• _Directions_
I need every line of the material below that includes the string "block".

##### Excerpted records

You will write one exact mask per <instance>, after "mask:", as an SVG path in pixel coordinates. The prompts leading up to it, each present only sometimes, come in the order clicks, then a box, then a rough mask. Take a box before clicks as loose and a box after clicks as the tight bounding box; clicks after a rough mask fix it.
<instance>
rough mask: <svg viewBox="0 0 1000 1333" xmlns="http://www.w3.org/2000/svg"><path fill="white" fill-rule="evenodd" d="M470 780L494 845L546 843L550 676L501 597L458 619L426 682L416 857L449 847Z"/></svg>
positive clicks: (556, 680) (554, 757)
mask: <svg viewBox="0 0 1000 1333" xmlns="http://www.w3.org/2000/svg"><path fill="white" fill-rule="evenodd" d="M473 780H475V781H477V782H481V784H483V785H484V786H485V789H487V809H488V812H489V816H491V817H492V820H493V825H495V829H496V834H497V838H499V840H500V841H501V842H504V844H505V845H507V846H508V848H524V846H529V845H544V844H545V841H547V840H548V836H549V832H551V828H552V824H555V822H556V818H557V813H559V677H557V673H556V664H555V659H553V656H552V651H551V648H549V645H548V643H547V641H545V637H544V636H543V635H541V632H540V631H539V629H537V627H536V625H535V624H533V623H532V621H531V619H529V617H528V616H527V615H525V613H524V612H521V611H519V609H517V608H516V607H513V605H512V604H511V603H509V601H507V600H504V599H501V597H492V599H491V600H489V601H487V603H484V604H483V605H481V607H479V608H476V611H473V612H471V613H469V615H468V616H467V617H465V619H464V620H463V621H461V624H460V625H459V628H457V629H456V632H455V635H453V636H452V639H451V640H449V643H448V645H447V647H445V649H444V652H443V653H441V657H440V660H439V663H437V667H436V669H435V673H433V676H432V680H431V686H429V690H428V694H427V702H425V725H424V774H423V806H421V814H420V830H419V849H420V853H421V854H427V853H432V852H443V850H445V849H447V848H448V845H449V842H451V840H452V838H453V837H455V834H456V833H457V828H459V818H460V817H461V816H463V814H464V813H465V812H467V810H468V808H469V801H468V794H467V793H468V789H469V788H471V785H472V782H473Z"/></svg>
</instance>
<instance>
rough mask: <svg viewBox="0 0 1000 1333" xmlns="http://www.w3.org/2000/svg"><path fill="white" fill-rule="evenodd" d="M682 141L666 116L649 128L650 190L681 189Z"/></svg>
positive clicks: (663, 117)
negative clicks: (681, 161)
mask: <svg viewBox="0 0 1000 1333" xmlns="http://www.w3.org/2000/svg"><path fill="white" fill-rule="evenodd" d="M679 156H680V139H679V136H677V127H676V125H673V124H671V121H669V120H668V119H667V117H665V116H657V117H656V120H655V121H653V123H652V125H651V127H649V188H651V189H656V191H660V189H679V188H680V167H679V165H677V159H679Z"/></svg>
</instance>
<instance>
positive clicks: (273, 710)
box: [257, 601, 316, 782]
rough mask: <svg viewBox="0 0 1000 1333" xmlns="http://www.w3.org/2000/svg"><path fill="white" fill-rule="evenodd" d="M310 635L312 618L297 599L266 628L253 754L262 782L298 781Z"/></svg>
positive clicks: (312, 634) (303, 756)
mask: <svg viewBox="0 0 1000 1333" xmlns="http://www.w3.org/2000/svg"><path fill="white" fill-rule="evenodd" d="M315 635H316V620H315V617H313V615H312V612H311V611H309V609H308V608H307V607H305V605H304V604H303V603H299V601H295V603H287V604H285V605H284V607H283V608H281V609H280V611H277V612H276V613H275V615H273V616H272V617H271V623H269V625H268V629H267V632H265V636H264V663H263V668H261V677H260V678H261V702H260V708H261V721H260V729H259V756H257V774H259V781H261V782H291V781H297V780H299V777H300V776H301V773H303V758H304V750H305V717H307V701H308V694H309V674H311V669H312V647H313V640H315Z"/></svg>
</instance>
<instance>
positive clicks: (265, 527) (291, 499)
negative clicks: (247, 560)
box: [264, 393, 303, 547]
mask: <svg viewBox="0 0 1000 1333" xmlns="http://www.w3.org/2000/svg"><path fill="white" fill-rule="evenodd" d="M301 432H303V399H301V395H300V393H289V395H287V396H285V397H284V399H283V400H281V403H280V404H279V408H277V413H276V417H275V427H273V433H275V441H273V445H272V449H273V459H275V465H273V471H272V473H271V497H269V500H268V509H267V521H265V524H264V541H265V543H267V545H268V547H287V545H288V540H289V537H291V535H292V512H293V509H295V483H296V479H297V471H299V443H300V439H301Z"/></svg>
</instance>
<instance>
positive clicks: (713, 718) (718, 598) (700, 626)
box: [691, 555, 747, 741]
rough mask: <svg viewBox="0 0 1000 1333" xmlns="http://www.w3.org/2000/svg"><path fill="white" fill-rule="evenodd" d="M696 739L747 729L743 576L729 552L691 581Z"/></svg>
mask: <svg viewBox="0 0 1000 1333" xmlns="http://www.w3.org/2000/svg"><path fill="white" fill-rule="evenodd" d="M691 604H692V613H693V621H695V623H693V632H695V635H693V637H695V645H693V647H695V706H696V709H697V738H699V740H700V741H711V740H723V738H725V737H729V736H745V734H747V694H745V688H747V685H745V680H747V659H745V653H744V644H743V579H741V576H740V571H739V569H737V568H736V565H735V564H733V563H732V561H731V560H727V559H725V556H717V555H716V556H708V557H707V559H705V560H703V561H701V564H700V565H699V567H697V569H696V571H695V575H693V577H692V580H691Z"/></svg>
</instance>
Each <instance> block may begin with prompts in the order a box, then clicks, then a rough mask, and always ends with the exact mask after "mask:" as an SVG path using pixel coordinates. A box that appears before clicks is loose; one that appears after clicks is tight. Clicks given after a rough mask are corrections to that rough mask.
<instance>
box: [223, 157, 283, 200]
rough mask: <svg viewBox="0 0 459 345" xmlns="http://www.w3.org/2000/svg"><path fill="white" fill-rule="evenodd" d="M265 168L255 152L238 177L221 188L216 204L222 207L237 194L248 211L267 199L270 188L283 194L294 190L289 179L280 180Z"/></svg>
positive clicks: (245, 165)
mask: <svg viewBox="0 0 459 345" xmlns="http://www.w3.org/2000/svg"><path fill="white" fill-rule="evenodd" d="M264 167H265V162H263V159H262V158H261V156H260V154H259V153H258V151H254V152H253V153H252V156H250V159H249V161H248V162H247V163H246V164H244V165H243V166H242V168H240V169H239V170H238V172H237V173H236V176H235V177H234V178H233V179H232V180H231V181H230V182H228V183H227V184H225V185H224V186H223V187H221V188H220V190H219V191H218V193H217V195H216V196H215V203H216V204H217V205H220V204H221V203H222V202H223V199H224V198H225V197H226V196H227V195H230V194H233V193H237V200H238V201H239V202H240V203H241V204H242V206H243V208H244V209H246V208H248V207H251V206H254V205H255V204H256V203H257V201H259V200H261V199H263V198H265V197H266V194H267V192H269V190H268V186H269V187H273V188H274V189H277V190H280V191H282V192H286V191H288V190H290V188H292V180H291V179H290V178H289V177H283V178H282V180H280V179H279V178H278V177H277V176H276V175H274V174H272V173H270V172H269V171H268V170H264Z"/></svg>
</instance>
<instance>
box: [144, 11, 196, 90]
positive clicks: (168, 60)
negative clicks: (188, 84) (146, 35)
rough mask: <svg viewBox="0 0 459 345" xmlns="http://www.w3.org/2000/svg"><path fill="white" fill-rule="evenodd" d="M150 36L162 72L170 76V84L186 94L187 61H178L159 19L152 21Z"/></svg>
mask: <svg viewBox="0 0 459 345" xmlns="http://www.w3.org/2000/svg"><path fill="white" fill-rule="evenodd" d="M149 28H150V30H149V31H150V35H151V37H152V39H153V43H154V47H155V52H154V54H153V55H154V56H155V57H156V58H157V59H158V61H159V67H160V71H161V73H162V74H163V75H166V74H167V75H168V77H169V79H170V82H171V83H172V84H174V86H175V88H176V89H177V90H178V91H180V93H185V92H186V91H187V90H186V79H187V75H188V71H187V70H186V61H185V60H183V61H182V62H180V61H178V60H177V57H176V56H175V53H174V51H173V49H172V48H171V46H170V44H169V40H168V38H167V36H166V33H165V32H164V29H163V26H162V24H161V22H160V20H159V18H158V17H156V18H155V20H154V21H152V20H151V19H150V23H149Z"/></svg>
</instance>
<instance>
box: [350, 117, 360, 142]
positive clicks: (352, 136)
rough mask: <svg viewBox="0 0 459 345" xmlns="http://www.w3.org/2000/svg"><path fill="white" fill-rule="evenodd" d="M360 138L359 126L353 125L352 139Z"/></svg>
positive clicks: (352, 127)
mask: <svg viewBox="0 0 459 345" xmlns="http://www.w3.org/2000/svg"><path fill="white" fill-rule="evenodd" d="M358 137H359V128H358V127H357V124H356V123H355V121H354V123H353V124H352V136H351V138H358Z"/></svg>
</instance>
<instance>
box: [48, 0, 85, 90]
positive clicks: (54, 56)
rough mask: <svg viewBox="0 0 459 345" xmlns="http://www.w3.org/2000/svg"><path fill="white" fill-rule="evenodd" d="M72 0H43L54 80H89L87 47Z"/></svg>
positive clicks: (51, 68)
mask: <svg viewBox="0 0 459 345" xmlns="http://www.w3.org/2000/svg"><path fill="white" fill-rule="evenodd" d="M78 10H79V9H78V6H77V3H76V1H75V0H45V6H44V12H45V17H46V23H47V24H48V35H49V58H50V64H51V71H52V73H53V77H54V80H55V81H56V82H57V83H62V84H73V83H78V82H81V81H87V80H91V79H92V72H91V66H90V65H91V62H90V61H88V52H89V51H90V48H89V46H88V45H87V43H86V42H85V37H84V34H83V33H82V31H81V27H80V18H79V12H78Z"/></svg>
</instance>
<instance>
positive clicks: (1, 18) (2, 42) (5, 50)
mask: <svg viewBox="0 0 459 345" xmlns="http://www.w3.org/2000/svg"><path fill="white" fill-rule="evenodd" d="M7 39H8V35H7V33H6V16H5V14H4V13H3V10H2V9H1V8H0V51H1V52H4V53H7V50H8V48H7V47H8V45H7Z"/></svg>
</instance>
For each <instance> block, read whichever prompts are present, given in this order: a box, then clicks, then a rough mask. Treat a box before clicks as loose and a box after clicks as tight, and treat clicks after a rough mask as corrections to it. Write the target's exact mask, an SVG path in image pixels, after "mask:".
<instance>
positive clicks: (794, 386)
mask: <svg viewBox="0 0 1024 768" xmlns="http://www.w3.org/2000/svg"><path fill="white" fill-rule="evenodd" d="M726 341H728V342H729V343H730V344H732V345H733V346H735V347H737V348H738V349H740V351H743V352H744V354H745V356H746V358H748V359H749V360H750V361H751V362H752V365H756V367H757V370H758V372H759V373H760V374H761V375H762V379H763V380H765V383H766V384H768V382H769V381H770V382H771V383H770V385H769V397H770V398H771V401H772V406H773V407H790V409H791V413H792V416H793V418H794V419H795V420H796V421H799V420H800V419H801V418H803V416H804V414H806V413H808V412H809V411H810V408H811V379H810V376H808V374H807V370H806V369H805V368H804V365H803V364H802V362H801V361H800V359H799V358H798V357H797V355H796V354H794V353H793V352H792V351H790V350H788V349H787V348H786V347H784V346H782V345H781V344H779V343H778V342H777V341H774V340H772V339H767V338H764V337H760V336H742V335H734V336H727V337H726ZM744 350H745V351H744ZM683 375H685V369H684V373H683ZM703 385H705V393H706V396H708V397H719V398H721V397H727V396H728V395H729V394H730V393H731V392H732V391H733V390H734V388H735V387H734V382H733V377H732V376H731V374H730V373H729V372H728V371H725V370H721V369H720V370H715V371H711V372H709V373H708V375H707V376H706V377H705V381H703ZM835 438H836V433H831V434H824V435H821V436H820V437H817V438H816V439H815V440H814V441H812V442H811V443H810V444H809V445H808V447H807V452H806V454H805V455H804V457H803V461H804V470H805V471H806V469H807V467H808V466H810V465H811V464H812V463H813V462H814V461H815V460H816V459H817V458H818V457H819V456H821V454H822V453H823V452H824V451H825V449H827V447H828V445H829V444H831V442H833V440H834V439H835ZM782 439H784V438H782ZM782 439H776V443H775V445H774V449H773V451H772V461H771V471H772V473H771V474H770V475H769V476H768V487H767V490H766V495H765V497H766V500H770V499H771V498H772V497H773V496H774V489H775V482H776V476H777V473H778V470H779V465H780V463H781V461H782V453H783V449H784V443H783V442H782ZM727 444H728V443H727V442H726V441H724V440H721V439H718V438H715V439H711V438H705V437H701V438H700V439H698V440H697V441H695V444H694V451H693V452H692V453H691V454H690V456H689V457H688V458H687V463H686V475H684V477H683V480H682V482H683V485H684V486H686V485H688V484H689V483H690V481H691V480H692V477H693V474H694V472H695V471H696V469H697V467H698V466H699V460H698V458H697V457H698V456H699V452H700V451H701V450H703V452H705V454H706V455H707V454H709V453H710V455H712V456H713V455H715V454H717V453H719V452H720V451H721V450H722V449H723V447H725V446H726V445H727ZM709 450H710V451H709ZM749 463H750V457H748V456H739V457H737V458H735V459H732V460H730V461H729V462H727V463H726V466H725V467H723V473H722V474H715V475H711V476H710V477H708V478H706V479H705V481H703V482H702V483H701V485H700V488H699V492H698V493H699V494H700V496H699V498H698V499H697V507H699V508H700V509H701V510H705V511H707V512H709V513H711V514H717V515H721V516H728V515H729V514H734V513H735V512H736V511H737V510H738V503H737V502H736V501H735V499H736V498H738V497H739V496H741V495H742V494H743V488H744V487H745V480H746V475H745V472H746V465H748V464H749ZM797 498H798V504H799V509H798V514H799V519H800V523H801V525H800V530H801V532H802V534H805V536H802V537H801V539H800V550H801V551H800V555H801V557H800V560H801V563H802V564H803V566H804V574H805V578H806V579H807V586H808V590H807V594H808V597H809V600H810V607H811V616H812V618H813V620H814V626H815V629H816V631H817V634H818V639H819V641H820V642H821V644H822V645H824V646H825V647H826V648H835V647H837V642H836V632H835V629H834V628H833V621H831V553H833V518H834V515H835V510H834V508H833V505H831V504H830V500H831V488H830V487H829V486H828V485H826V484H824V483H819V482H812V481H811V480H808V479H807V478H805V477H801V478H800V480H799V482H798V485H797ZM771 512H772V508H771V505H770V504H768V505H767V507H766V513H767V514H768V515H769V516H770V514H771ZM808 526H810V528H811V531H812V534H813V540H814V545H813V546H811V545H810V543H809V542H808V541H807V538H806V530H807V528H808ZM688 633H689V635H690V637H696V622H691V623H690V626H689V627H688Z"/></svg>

##########

• _Result below_
Each <instance> block may begin with prompts in the order a box, then clicks, then a rough mask, and always ends with the exact mask after "mask:" as an SVG path using pixel coordinates. A box that appears before clicks is loose; one that appears after clicks is tight. Clicks given after a rough mask are corrections to that rough mask.
For each <instance> block, read whichever prompts are present, given in this order: a box, then clicks, then a rough mask. Treat a box before clicks as loose and a box after clicks as tight, and treat clicks after a rough mask as corrections to it. Write the target's exact mask, an SVG path in image pixels, after "mask:".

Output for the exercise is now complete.